## PROBLEM TO SOLVE
Locate every line of the records that contains the string "spectator" and copy each of those lines in full.

## EXCERPTED DATA
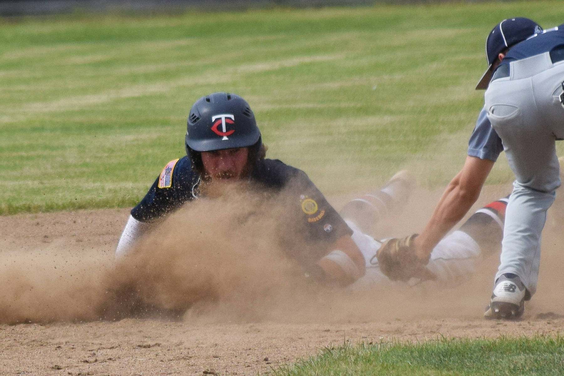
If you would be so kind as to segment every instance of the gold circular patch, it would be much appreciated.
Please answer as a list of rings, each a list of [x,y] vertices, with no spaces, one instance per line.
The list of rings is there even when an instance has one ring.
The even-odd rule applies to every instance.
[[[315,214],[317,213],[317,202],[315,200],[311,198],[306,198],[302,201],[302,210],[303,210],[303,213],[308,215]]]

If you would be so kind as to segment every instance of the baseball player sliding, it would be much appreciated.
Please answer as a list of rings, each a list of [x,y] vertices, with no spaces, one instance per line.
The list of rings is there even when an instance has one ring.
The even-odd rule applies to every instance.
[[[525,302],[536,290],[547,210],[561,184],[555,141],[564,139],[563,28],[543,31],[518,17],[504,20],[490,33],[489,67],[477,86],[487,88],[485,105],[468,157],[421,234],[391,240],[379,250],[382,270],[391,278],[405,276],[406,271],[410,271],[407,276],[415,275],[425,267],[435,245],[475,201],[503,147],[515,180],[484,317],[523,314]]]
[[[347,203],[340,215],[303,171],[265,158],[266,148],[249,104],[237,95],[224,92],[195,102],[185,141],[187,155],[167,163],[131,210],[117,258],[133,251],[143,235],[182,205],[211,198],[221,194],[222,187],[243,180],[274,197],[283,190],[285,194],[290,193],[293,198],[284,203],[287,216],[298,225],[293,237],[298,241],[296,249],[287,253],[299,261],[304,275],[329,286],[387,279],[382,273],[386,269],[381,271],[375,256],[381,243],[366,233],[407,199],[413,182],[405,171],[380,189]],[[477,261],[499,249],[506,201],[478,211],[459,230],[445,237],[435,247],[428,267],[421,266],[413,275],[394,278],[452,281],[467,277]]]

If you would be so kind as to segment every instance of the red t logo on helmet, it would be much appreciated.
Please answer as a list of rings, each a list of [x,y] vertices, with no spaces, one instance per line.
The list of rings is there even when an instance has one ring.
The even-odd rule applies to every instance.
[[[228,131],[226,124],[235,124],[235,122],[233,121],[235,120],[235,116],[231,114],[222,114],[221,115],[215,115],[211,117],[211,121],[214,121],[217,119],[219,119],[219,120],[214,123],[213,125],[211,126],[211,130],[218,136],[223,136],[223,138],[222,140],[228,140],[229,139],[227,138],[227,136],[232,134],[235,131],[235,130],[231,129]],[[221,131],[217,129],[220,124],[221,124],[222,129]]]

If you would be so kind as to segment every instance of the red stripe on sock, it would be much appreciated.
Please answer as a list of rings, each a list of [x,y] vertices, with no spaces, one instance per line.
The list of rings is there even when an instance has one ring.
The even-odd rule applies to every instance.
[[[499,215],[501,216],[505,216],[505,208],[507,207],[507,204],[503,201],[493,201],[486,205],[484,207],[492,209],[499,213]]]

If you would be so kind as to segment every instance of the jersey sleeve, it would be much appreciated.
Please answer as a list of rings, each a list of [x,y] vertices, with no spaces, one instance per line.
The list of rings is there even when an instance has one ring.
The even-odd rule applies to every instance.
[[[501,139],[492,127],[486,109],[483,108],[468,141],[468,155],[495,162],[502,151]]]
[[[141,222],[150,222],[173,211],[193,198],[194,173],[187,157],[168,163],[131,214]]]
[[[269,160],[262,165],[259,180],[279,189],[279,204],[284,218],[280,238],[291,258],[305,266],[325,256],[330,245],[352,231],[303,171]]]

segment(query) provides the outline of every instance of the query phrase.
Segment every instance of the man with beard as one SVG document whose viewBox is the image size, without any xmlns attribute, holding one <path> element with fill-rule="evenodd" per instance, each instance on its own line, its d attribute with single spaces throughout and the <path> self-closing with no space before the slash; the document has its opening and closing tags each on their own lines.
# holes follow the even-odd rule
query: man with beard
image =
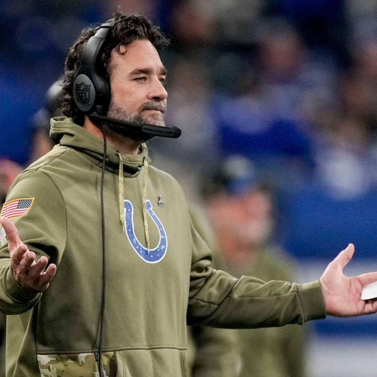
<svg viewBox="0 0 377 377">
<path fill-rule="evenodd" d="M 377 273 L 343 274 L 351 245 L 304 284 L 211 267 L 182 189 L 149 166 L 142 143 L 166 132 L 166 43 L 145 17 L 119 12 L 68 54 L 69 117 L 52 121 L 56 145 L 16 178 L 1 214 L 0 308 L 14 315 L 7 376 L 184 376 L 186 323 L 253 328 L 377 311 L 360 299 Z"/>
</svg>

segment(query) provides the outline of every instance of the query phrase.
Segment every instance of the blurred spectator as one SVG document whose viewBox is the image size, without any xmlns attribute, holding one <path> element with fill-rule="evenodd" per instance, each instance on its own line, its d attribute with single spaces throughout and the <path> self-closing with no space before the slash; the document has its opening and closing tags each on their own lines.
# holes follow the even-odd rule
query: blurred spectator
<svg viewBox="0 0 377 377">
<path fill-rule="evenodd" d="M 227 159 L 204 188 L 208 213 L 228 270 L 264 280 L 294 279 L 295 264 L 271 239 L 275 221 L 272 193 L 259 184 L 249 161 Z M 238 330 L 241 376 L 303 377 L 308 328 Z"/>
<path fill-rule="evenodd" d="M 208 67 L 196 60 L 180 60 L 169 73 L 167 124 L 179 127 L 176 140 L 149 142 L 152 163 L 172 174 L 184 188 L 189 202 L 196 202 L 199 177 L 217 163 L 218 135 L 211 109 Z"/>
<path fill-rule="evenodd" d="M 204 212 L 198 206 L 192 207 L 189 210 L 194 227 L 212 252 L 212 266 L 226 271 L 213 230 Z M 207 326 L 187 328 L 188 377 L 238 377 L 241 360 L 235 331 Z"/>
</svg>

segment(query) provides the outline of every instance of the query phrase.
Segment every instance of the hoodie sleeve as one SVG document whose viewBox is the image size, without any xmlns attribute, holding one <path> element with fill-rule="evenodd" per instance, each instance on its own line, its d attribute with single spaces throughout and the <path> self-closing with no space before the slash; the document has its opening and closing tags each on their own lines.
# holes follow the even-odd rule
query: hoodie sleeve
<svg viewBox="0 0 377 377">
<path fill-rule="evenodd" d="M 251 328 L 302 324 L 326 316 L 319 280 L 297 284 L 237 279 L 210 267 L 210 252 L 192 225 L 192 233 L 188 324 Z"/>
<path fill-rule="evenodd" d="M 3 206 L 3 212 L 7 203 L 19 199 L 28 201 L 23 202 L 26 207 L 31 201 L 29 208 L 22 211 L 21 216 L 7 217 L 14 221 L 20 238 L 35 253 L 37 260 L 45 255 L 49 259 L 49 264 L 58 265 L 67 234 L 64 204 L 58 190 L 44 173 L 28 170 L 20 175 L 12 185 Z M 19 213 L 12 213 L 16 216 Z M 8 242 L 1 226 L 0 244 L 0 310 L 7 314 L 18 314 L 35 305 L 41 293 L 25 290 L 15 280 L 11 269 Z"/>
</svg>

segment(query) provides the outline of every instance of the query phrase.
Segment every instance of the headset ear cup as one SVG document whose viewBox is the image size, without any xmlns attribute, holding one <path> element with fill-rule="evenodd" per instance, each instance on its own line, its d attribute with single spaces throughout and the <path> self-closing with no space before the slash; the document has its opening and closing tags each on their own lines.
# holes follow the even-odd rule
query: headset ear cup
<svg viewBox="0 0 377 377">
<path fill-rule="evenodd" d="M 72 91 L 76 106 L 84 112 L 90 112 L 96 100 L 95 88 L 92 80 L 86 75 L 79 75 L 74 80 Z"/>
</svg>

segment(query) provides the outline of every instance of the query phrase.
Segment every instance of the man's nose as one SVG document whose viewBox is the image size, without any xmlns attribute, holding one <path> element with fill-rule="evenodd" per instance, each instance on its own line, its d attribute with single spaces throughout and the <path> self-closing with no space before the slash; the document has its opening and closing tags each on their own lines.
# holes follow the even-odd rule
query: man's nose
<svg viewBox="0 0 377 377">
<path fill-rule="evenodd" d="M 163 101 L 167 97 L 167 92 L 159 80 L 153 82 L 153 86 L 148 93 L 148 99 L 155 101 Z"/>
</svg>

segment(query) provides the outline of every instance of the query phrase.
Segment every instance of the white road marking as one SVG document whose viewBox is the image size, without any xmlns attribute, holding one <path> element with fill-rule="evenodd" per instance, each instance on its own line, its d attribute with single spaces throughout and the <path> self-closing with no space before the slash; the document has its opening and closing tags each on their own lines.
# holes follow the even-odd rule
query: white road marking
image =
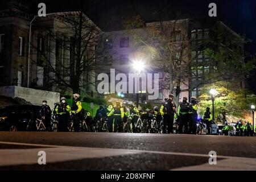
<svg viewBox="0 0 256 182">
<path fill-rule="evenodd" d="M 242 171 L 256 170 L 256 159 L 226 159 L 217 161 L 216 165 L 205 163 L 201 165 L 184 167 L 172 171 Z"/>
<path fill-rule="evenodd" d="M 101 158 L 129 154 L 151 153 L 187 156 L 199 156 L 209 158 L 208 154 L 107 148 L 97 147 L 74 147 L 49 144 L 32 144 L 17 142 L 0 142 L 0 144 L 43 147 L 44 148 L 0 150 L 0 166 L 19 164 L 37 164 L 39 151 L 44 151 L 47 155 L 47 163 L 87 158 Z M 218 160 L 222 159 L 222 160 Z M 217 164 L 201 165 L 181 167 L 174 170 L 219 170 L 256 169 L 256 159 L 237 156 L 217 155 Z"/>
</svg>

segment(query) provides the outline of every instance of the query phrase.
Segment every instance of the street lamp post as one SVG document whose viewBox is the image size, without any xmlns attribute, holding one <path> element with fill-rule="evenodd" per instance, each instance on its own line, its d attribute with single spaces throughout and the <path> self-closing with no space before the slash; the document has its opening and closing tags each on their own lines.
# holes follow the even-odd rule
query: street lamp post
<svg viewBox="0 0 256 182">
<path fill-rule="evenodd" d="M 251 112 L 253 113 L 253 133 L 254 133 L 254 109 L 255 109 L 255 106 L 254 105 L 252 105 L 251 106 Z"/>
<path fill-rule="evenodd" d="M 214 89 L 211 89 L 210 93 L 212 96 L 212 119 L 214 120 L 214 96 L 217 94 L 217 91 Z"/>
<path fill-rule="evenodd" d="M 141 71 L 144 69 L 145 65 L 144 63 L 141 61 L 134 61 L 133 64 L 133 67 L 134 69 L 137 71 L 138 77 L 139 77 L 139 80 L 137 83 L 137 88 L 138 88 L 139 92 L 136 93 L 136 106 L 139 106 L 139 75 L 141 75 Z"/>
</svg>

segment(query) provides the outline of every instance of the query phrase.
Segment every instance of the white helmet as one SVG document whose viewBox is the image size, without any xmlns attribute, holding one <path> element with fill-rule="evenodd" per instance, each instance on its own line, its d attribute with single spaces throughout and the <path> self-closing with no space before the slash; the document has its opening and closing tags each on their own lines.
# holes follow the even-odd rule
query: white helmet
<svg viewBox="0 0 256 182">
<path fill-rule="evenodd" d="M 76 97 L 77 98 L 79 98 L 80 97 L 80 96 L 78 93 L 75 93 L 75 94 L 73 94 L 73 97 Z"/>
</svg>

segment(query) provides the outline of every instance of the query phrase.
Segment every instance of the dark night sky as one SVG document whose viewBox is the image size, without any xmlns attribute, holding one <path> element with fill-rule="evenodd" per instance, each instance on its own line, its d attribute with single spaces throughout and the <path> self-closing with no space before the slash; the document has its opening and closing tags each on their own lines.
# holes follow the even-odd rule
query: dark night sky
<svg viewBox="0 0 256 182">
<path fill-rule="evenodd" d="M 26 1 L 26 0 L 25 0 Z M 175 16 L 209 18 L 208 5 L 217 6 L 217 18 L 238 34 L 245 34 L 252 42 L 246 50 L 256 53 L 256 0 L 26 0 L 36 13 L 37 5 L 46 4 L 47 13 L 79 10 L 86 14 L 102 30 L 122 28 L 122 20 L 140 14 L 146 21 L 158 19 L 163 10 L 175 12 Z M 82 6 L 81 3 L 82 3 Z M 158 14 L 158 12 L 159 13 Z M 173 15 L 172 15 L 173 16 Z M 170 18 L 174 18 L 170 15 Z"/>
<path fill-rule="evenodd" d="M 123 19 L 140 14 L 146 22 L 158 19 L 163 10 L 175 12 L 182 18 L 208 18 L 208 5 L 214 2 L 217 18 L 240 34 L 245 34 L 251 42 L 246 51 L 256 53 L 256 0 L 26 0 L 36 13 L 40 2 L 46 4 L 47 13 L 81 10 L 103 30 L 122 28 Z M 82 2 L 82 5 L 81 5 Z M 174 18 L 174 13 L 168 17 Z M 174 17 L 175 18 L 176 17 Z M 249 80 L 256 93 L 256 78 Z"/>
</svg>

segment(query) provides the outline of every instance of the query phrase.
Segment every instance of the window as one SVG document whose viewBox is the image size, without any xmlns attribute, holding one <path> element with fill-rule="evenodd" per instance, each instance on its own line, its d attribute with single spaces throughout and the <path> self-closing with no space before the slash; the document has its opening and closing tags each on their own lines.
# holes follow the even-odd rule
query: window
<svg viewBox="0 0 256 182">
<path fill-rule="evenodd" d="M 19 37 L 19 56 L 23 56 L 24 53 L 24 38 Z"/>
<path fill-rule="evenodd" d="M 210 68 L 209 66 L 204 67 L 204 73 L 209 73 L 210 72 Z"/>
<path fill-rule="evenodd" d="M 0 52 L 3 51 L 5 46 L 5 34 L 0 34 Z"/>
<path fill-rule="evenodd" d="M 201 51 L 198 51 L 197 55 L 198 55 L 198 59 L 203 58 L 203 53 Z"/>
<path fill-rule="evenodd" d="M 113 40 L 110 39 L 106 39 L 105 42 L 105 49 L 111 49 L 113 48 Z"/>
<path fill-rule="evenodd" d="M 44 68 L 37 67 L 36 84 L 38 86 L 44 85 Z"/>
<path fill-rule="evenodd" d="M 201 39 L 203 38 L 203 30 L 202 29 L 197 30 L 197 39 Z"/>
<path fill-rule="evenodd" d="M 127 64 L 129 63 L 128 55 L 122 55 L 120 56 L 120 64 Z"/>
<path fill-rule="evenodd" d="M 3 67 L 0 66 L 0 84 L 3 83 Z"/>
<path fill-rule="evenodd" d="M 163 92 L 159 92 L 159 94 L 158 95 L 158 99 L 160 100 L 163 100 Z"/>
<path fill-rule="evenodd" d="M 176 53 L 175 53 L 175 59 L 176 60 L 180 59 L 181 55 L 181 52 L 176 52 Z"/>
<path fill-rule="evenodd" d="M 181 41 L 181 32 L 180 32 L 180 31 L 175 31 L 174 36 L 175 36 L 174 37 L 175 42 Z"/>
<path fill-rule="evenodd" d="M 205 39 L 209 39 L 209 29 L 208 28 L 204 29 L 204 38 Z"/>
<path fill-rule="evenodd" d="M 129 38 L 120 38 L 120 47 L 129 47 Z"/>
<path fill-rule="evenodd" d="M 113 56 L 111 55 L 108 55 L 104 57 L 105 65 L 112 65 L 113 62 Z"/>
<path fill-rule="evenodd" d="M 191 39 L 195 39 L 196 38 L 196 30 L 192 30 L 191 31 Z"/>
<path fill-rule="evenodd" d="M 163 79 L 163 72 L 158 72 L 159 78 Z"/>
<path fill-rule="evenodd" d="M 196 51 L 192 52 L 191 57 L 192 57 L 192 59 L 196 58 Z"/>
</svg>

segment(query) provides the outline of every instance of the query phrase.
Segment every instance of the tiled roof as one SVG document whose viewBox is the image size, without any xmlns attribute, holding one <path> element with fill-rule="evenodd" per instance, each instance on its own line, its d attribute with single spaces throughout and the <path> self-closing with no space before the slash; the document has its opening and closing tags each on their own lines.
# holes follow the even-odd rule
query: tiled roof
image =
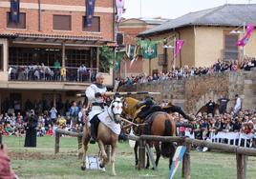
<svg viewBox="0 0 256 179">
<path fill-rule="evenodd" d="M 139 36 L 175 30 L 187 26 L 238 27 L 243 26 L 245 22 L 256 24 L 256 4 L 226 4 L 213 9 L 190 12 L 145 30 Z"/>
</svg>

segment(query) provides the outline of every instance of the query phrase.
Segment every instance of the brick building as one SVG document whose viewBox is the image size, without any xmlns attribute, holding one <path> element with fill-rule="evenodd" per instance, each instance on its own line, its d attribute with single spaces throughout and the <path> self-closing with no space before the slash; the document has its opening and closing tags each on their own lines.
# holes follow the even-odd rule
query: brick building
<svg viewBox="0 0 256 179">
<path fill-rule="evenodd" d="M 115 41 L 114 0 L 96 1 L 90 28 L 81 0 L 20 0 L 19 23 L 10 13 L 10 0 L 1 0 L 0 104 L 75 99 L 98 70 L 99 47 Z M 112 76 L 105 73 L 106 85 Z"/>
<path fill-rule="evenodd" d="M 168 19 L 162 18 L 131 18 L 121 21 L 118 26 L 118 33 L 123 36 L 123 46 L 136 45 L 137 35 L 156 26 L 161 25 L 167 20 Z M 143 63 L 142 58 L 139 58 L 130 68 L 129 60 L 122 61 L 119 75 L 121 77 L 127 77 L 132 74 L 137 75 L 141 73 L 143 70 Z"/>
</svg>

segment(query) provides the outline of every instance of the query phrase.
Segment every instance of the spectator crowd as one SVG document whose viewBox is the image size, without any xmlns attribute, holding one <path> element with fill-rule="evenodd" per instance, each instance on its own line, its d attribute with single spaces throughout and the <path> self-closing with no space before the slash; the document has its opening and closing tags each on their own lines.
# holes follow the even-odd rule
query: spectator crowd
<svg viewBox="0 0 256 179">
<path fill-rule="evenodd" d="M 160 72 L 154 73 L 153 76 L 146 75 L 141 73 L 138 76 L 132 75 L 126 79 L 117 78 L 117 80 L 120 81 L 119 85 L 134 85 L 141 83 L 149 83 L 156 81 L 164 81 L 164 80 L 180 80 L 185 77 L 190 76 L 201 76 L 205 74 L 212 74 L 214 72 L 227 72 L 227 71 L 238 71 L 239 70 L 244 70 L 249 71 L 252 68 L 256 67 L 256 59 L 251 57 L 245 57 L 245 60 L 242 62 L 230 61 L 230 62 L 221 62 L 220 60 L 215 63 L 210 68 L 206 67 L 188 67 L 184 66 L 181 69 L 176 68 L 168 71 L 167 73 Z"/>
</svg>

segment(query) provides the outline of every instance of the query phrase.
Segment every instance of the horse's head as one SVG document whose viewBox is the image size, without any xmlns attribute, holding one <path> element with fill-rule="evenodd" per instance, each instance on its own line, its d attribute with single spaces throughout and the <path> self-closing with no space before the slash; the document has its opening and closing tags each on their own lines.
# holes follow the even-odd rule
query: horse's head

## EXERCISE OUTPUT
Segment every instance of the blurred spectator as one SVG document whose viewBox is the image size, without any xmlns attribute, holding one <path> element with fill-rule="evenodd" per instance, each instance on its own line, its d attribute with single spaces throughout and the <path> self-closing with no space before the slash; the document has its opening and closing tags each on their own lines.
query: blurred spectator
Segment every instance of the spectator crowd as one SVG document whose viewBox is the image size, without any xmlns attribute, holding one <path> element with fill-rule="evenodd" per instance, each instance on its own line, its d attribute with single spaces throughout and the <path> self-closing with no space before the slash; the document has its opening and closing tags each on their own lines.
query: spectator crowd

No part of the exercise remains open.